- _Records to process_:
◇ ◇ ◇

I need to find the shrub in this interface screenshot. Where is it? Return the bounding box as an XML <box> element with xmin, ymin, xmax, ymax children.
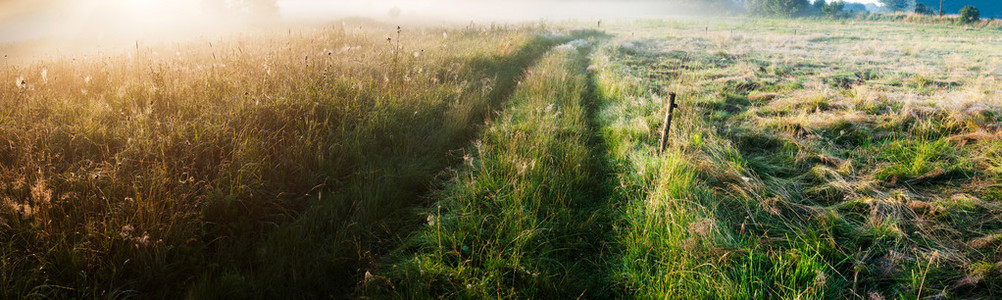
<box><xmin>960</xmin><ymin>5</ymin><xmax>981</xmax><ymax>24</ymax></box>
<box><xmin>822</xmin><ymin>0</ymin><xmax>846</xmax><ymax>18</ymax></box>
<box><xmin>744</xmin><ymin>0</ymin><xmax>811</xmax><ymax>17</ymax></box>
<box><xmin>915</xmin><ymin>3</ymin><xmax>936</xmax><ymax>15</ymax></box>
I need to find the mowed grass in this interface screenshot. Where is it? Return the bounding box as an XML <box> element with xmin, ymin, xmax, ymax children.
<box><xmin>596</xmin><ymin>19</ymin><xmax>1002</xmax><ymax>299</ymax></box>
<box><xmin>363</xmin><ymin>40</ymin><xmax>612</xmax><ymax>299</ymax></box>
<box><xmin>0</xmin><ymin>21</ymin><xmax>553</xmax><ymax>298</ymax></box>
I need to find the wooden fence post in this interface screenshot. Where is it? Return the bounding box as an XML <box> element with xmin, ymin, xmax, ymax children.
<box><xmin>657</xmin><ymin>92</ymin><xmax>678</xmax><ymax>155</ymax></box>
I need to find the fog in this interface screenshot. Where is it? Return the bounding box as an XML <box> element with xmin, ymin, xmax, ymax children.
<box><xmin>279</xmin><ymin>0</ymin><xmax>707</xmax><ymax>22</ymax></box>
<box><xmin>0</xmin><ymin>0</ymin><xmax>721</xmax><ymax>43</ymax></box>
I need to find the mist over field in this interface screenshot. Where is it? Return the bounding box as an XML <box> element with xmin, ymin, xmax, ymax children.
<box><xmin>0</xmin><ymin>0</ymin><xmax>719</xmax><ymax>43</ymax></box>
<box><xmin>0</xmin><ymin>0</ymin><xmax>1002</xmax><ymax>300</ymax></box>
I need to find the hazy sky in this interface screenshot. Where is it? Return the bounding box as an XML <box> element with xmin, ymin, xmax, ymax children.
<box><xmin>0</xmin><ymin>0</ymin><xmax>893</xmax><ymax>43</ymax></box>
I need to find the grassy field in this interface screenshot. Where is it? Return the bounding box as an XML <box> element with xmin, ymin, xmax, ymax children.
<box><xmin>0</xmin><ymin>15</ymin><xmax>1002</xmax><ymax>299</ymax></box>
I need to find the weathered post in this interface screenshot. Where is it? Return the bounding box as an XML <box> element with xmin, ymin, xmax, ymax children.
<box><xmin>657</xmin><ymin>92</ymin><xmax>678</xmax><ymax>155</ymax></box>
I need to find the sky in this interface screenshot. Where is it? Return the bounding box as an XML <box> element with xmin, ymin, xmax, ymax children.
<box><xmin>0</xmin><ymin>0</ymin><xmax>889</xmax><ymax>43</ymax></box>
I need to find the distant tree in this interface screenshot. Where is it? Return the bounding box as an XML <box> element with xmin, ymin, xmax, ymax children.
<box><xmin>843</xmin><ymin>2</ymin><xmax>867</xmax><ymax>12</ymax></box>
<box><xmin>915</xmin><ymin>3</ymin><xmax>936</xmax><ymax>15</ymax></box>
<box><xmin>744</xmin><ymin>0</ymin><xmax>811</xmax><ymax>17</ymax></box>
<box><xmin>880</xmin><ymin>0</ymin><xmax>915</xmax><ymax>12</ymax></box>
<box><xmin>822</xmin><ymin>0</ymin><xmax>846</xmax><ymax>18</ymax></box>
<box><xmin>814</xmin><ymin>0</ymin><xmax>828</xmax><ymax>14</ymax></box>
<box><xmin>960</xmin><ymin>5</ymin><xmax>981</xmax><ymax>24</ymax></box>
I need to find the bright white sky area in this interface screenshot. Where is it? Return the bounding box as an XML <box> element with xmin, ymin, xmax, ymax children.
<box><xmin>0</xmin><ymin>0</ymin><xmax>889</xmax><ymax>43</ymax></box>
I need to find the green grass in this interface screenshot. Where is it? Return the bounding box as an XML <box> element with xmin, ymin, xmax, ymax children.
<box><xmin>364</xmin><ymin>37</ymin><xmax>609</xmax><ymax>298</ymax></box>
<box><xmin>0</xmin><ymin>14</ymin><xmax>1002</xmax><ymax>299</ymax></box>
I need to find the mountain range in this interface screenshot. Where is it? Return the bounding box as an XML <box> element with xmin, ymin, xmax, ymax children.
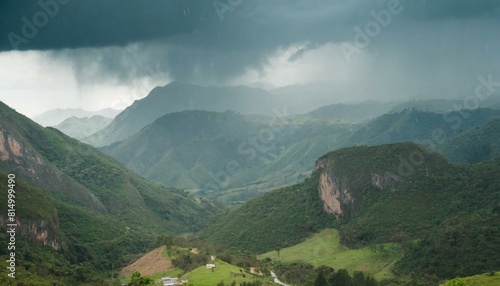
<box><xmin>53</xmin><ymin>115</ymin><xmax>113</xmax><ymax>139</ymax></box>
<box><xmin>0</xmin><ymin>103</ymin><xmax>217</xmax><ymax>285</ymax></box>
<box><xmin>32</xmin><ymin>108</ymin><xmax>120</xmax><ymax>126</ymax></box>
<box><xmin>0</xmin><ymin>86</ymin><xmax>500</xmax><ymax>285</ymax></box>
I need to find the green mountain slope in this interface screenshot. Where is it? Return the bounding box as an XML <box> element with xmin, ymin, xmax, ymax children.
<box><xmin>102</xmin><ymin>111</ymin><xmax>350</xmax><ymax>202</ymax></box>
<box><xmin>345</xmin><ymin>109</ymin><xmax>500</xmax><ymax>147</ymax></box>
<box><xmin>437</xmin><ymin>118</ymin><xmax>500</xmax><ymax>163</ymax></box>
<box><xmin>54</xmin><ymin>115</ymin><xmax>113</xmax><ymax>139</ymax></box>
<box><xmin>0</xmin><ymin>103</ymin><xmax>217</xmax><ymax>282</ymax></box>
<box><xmin>205</xmin><ymin>143</ymin><xmax>500</xmax><ymax>278</ymax></box>
<box><xmin>84</xmin><ymin>82</ymin><xmax>287</xmax><ymax>147</ymax></box>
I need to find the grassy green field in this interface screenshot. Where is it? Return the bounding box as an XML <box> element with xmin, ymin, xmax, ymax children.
<box><xmin>180</xmin><ymin>259</ymin><xmax>273</xmax><ymax>286</ymax></box>
<box><xmin>442</xmin><ymin>272</ymin><xmax>500</xmax><ymax>286</ymax></box>
<box><xmin>258</xmin><ymin>229</ymin><xmax>403</xmax><ymax>280</ymax></box>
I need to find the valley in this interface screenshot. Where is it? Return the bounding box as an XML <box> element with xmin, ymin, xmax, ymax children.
<box><xmin>0</xmin><ymin>88</ymin><xmax>500</xmax><ymax>285</ymax></box>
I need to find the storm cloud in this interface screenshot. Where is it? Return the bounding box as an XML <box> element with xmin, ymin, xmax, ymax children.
<box><xmin>0</xmin><ymin>0</ymin><xmax>500</xmax><ymax>115</ymax></box>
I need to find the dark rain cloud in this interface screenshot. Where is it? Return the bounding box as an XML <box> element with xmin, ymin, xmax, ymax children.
<box><xmin>0</xmin><ymin>0</ymin><xmax>500</xmax><ymax>83</ymax></box>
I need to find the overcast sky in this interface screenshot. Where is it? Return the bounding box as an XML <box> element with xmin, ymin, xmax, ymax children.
<box><xmin>0</xmin><ymin>0</ymin><xmax>500</xmax><ymax>116</ymax></box>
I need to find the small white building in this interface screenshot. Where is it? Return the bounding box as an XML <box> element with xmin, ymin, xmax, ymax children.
<box><xmin>207</xmin><ymin>263</ymin><xmax>215</xmax><ymax>269</ymax></box>
<box><xmin>161</xmin><ymin>277</ymin><xmax>188</xmax><ymax>286</ymax></box>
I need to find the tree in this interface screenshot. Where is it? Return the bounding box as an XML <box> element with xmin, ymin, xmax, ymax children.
<box><xmin>314</xmin><ymin>271</ymin><xmax>328</xmax><ymax>286</ymax></box>
<box><xmin>444</xmin><ymin>277</ymin><xmax>467</xmax><ymax>286</ymax></box>
<box><xmin>332</xmin><ymin>269</ymin><xmax>352</xmax><ymax>286</ymax></box>
<box><xmin>127</xmin><ymin>271</ymin><xmax>155</xmax><ymax>286</ymax></box>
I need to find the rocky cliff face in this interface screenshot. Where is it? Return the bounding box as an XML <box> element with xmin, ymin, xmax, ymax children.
<box><xmin>314</xmin><ymin>157</ymin><xmax>354</xmax><ymax>219</ymax></box>
<box><xmin>371</xmin><ymin>172</ymin><xmax>403</xmax><ymax>190</ymax></box>
<box><xmin>0</xmin><ymin>125</ymin><xmax>107</xmax><ymax>213</ymax></box>
<box><xmin>314</xmin><ymin>157</ymin><xmax>403</xmax><ymax>219</ymax></box>
<box><xmin>319</xmin><ymin>170</ymin><xmax>354</xmax><ymax>219</ymax></box>
<box><xmin>0</xmin><ymin>215</ymin><xmax>64</xmax><ymax>250</ymax></box>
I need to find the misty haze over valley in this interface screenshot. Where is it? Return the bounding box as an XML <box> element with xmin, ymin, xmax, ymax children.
<box><xmin>0</xmin><ymin>0</ymin><xmax>500</xmax><ymax>286</ymax></box>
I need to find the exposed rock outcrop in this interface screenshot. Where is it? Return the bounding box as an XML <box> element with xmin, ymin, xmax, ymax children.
<box><xmin>319</xmin><ymin>170</ymin><xmax>354</xmax><ymax>219</ymax></box>
<box><xmin>314</xmin><ymin>157</ymin><xmax>331</xmax><ymax>171</ymax></box>
<box><xmin>0</xmin><ymin>216</ymin><xmax>63</xmax><ymax>250</ymax></box>
<box><xmin>372</xmin><ymin>172</ymin><xmax>403</xmax><ymax>190</ymax></box>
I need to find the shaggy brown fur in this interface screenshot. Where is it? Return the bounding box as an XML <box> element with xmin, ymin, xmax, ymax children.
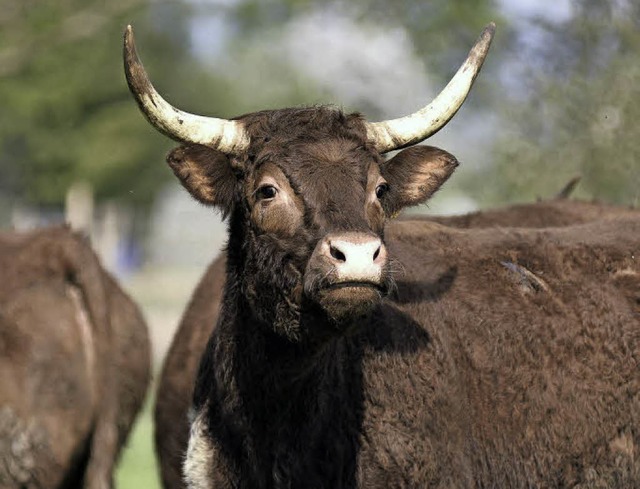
<box><xmin>0</xmin><ymin>228</ymin><xmax>150</xmax><ymax>489</ymax></box>
<box><xmin>155</xmin><ymin>200</ymin><xmax>637</xmax><ymax>489</ymax></box>
<box><xmin>150</xmin><ymin>108</ymin><xmax>640</xmax><ymax>489</ymax></box>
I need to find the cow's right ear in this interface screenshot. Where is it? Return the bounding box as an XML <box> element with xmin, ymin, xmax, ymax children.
<box><xmin>167</xmin><ymin>144</ymin><xmax>238</xmax><ymax>215</ymax></box>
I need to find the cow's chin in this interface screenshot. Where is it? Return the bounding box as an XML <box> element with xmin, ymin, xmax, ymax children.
<box><xmin>315</xmin><ymin>282</ymin><xmax>383</xmax><ymax>324</ymax></box>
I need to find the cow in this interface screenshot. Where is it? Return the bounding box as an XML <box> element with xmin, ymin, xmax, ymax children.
<box><xmin>0</xmin><ymin>226</ymin><xmax>151</xmax><ymax>489</ymax></box>
<box><xmin>154</xmin><ymin>193</ymin><xmax>635</xmax><ymax>489</ymax></box>
<box><xmin>124</xmin><ymin>25</ymin><xmax>640</xmax><ymax>489</ymax></box>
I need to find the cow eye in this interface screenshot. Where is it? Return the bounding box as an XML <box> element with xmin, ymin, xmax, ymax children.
<box><xmin>376</xmin><ymin>183</ymin><xmax>389</xmax><ymax>199</ymax></box>
<box><xmin>256</xmin><ymin>185</ymin><xmax>278</xmax><ymax>200</ymax></box>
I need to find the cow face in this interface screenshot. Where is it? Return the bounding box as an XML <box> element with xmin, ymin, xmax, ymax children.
<box><xmin>124</xmin><ymin>23</ymin><xmax>495</xmax><ymax>338</ymax></box>
<box><xmin>168</xmin><ymin>107</ymin><xmax>457</xmax><ymax>333</ymax></box>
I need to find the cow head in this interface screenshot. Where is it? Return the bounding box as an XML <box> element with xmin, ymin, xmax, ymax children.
<box><xmin>124</xmin><ymin>24</ymin><xmax>494</xmax><ymax>339</ymax></box>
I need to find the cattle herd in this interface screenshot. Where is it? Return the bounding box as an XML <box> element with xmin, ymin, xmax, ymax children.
<box><xmin>0</xmin><ymin>24</ymin><xmax>640</xmax><ymax>489</ymax></box>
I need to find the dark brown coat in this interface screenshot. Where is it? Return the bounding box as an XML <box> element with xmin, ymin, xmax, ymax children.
<box><xmin>155</xmin><ymin>196</ymin><xmax>637</xmax><ymax>489</ymax></box>
<box><xmin>0</xmin><ymin>228</ymin><xmax>150</xmax><ymax>489</ymax></box>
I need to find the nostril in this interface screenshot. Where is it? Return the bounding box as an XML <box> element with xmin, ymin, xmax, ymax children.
<box><xmin>373</xmin><ymin>246</ymin><xmax>381</xmax><ymax>261</ymax></box>
<box><xmin>329</xmin><ymin>246</ymin><xmax>347</xmax><ymax>262</ymax></box>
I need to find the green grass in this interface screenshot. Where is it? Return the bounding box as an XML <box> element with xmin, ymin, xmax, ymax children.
<box><xmin>115</xmin><ymin>396</ymin><xmax>161</xmax><ymax>489</ymax></box>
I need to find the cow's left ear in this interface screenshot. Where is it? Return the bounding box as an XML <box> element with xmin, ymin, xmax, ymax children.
<box><xmin>167</xmin><ymin>144</ymin><xmax>238</xmax><ymax>216</ymax></box>
<box><xmin>381</xmin><ymin>146</ymin><xmax>458</xmax><ymax>215</ymax></box>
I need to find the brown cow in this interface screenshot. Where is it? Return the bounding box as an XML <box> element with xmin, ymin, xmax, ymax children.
<box><xmin>125</xmin><ymin>21</ymin><xmax>640</xmax><ymax>489</ymax></box>
<box><xmin>0</xmin><ymin>227</ymin><xmax>150</xmax><ymax>489</ymax></box>
<box><xmin>154</xmin><ymin>196</ymin><xmax>637</xmax><ymax>489</ymax></box>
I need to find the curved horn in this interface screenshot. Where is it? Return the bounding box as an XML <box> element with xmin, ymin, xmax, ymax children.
<box><xmin>367</xmin><ymin>22</ymin><xmax>496</xmax><ymax>153</ymax></box>
<box><xmin>123</xmin><ymin>25</ymin><xmax>249</xmax><ymax>154</ymax></box>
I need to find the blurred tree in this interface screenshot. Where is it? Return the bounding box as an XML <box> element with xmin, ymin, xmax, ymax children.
<box><xmin>0</xmin><ymin>0</ymin><xmax>504</xmax><ymax>212</ymax></box>
<box><xmin>478</xmin><ymin>0</ymin><xmax>640</xmax><ymax>206</ymax></box>
<box><xmin>0</xmin><ymin>0</ymin><xmax>215</xmax><ymax>207</ymax></box>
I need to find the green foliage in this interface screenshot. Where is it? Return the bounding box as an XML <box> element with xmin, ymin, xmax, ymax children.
<box><xmin>480</xmin><ymin>0</ymin><xmax>640</xmax><ymax>206</ymax></box>
<box><xmin>0</xmin><ymin>0</ymin><xmax>202</xmax><ymax>205</ymax></box>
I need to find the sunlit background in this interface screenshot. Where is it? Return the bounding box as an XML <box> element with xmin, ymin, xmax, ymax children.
<box><xmin>0</xmin><ymin>0</ymin><xmax>640</xmax><ymax>488</ymax></box>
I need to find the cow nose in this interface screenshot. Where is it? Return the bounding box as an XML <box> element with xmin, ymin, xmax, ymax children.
<box><xmin>321</xmin><ymin>232</ymin><xmax>387</xmax><ymax>283</ymax></box>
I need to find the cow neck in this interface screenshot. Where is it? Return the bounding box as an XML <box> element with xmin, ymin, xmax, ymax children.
<box><xmin>195</xmin><ymin>212</ymin><xmax>363</xmax><ymax>488</ymax></box>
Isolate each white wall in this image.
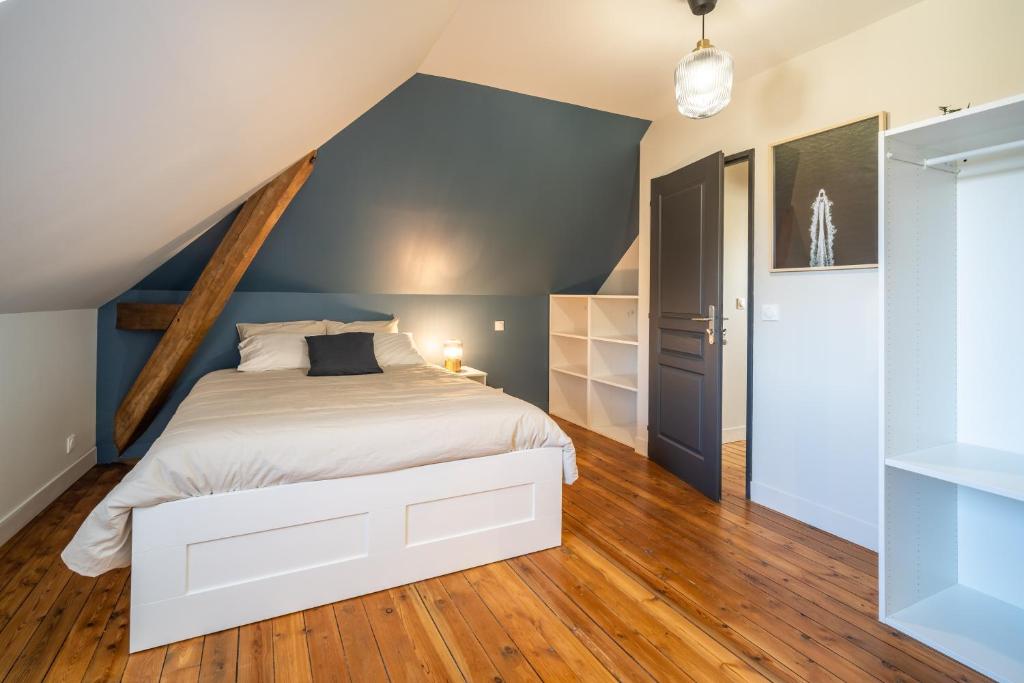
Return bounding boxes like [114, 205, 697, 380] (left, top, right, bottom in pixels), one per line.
[0, 310, 96, 543]
[722, 162, 750, 442]
[639, 0, 1024, 547]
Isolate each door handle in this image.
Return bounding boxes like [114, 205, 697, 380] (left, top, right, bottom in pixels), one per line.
[690, 305, 715, 344]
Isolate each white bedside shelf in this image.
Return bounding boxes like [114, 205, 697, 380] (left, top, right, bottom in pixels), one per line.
[452, 366, 487, 386]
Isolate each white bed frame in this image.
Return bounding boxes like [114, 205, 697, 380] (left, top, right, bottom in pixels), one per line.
[129, 449, 562, 652]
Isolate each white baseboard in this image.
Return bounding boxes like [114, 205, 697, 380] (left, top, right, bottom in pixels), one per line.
[0, 446, 96, 544]
[751, 481, 879, 550]
[722, 425, 746, 443]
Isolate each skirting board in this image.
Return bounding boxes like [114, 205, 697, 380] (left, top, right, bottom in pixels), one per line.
[722, 425, 746, 443]
[0, 446, 96, 545]
[751, 481, 879, 551]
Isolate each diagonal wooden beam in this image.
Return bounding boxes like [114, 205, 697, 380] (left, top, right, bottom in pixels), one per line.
[114, 151, 316, 453]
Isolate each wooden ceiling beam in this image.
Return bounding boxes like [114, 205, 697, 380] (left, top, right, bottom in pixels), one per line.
[114, 151, 316, 453]
[117, 302, 181, 332]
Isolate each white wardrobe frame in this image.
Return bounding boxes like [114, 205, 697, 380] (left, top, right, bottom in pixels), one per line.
[879, 96, 1024, 681]
[129, 449, 562, 652]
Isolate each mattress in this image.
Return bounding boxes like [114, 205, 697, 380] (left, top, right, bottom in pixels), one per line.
[61, 366, 578, 577]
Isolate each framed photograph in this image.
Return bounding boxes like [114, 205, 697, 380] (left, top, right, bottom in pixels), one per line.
[771, 113, 888, 272]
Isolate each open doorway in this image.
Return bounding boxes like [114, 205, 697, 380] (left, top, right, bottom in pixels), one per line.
[722, 151, 754, 498]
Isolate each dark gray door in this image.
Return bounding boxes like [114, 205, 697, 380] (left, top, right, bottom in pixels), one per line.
[647, 153, 725, 501]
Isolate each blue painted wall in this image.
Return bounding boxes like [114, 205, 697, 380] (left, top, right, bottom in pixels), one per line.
[97, 75, 649, 462]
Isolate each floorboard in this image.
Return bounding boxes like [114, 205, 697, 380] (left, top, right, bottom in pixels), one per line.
[0, 422, 986, 683]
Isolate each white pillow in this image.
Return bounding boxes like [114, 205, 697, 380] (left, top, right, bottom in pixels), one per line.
[321, 315, 398, 335]
[239, 333, 309, 373]
[234, 321, 327, 341]
[370, 332, 427, 368]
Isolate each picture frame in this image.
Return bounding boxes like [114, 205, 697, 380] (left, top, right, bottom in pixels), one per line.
[769, 112, 889, 272]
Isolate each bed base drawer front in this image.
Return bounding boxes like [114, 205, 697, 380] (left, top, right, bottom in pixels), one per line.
[132, 449, 562, 553]
[406, 483, 537, 546]
[129, 449, 561, 652]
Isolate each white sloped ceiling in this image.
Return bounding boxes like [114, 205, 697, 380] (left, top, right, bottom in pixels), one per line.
[0, 0, 456, 312]
[0, 0, 918, 313]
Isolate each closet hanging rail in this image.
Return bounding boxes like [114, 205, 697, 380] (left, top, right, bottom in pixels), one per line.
[886, 140, 1024, 173]
[923, 140, 1024, 166]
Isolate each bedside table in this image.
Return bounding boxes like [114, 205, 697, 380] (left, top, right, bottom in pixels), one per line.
[452, 366, 487, 386]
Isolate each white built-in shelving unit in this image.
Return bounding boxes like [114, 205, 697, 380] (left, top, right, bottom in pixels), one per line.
[549, 294, 638, 447]
[879, 97, 1024, 681]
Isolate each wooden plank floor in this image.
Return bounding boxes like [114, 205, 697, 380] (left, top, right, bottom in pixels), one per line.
[0, 424, 983, 683]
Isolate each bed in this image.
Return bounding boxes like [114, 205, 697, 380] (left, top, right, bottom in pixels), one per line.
[61, 365, 577, 652]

◇ ◇ ◇

- _Instruction_: List every line in the items above that contains the word "bedside".

- _Answer_:
Isolate each white bedside shelf in this image.
Isolate each bedside table in this image.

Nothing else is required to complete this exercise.